**TASK REQUIREMENTS**.
Rewrite the lines between the one holding "For this batch, your assigned class is arched" and the one holding "xmin=453 ymin=164 xmax=464 ymax=182", inclusive, replacing "wall sconce light" with "exterior wall lamp" and leaving everything else unchanged.

== EXTRACTED RECORDS ==

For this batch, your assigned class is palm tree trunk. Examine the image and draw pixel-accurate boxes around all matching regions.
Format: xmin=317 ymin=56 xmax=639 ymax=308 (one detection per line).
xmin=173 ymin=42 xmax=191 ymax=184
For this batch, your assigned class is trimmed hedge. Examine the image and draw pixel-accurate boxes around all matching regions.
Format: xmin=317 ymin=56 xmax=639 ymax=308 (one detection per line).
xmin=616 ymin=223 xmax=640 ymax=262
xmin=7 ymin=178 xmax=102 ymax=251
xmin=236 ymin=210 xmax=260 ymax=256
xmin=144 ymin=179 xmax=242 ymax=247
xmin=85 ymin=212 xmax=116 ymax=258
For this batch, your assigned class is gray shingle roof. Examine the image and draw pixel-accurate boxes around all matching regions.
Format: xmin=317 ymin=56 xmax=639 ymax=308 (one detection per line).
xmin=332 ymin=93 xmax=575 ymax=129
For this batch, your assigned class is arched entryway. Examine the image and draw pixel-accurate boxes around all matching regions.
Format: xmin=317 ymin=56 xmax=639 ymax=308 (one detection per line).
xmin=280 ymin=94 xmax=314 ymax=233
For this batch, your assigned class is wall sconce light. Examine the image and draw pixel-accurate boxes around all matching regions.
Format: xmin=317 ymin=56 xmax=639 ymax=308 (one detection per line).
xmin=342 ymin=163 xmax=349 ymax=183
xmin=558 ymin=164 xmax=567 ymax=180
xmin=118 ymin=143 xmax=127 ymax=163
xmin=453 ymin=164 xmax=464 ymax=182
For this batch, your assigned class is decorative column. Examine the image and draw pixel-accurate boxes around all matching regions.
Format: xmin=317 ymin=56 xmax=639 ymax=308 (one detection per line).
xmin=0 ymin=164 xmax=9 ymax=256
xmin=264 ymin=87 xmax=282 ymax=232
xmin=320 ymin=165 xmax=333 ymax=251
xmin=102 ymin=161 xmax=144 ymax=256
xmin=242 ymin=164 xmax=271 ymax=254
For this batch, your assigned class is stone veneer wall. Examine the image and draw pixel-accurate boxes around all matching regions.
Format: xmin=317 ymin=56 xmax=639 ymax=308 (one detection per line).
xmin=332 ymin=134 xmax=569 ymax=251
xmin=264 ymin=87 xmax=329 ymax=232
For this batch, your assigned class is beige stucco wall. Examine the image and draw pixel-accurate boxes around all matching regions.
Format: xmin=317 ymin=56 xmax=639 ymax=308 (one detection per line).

===

**WRITTEN ANSWER**.
For this batch, your assigned class is arched entryway. Examine the image and draw pixel-accurate boxes around all matching regions.
Format: xmin=317 ymin=56 xmax=639 ymax=308 (one detection per line).
xmin=280 ymin=94 xmax=314 ymax=233
For this batch, your assigned class is exterior wall lamp. Examine the image and draw pixel-accurate boxes around all matching regions.
Format: xmin=317 ymin=56 xmax=639 ymax=308 (one detection per line).
xmin=342 ymin=163 xmax=349 ymax=183
xmin=558 ymin=164 xmax=567 ymax=180
xmin=118 ymin=143 xmax=127 ymax=163
xmin=453 ymin=164 xmax=464 ymax=182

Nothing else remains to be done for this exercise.